> WORK REQUEST:
Reproduce only the lines that run from the line containing "Each instance receives one keypoint. Annotate the metal" to the end of the entries below, exactly as they stand.

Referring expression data
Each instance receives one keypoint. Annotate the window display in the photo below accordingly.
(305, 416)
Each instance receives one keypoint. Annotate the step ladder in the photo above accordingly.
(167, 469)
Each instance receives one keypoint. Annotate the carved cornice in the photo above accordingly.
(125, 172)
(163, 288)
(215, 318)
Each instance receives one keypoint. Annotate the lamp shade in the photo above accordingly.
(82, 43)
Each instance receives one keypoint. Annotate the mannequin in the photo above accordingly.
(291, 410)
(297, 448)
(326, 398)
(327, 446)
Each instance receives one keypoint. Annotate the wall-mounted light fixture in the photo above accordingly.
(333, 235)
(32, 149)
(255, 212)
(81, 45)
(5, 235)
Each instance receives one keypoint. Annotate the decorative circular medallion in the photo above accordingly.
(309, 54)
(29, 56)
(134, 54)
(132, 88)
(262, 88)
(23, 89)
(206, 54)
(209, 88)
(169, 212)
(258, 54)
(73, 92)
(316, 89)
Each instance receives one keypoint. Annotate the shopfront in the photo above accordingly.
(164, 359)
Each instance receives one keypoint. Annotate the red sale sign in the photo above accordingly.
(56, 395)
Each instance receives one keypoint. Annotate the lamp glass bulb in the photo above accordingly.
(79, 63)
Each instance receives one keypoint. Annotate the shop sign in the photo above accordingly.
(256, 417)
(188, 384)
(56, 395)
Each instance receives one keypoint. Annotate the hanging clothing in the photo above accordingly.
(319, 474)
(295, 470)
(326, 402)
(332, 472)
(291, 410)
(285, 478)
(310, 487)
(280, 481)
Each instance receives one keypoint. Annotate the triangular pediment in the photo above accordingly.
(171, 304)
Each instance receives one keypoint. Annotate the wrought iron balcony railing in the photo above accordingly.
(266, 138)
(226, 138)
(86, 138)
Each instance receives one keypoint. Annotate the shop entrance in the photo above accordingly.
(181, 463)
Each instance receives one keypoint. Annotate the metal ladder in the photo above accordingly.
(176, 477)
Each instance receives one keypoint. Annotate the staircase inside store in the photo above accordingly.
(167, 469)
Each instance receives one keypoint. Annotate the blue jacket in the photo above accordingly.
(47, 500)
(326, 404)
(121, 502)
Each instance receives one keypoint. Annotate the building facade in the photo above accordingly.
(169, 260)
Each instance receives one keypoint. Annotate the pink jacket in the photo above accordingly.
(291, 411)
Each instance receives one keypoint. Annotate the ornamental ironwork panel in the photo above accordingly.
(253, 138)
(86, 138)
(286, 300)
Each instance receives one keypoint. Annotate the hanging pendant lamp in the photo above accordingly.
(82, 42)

> SOLUTION TO THIS PROBLEM:
Each instance receives one keypoint. Annotate the metal ladder in the photo above accordingly.
(176, 477)
Each instance receives one keypoint. Annotate the staircase inside store in the photo above accordingly.
(167, 469)
Each instance receives one keypoint. Annotate the blue jacket in the photo above accordingly.
(47, 500)
(326, 404)
(121, 502)
Each instance receives one keypoint. Annotate the building facade in the photo above accordingly.
(169, 260)
Each instance receives one keypoint. Annotate the pink jacket in the photo above accordingly.
(291, 411)
Each instance receives one keypoint. Annotate the ornamental ironwork panel in the photo above accordingly.
(253, 138)
(86, 138)
(286, 300)
Each instance receives one keypoint. Annotate the hanging pendant lamp in the photo above accordingly.
(82, 42)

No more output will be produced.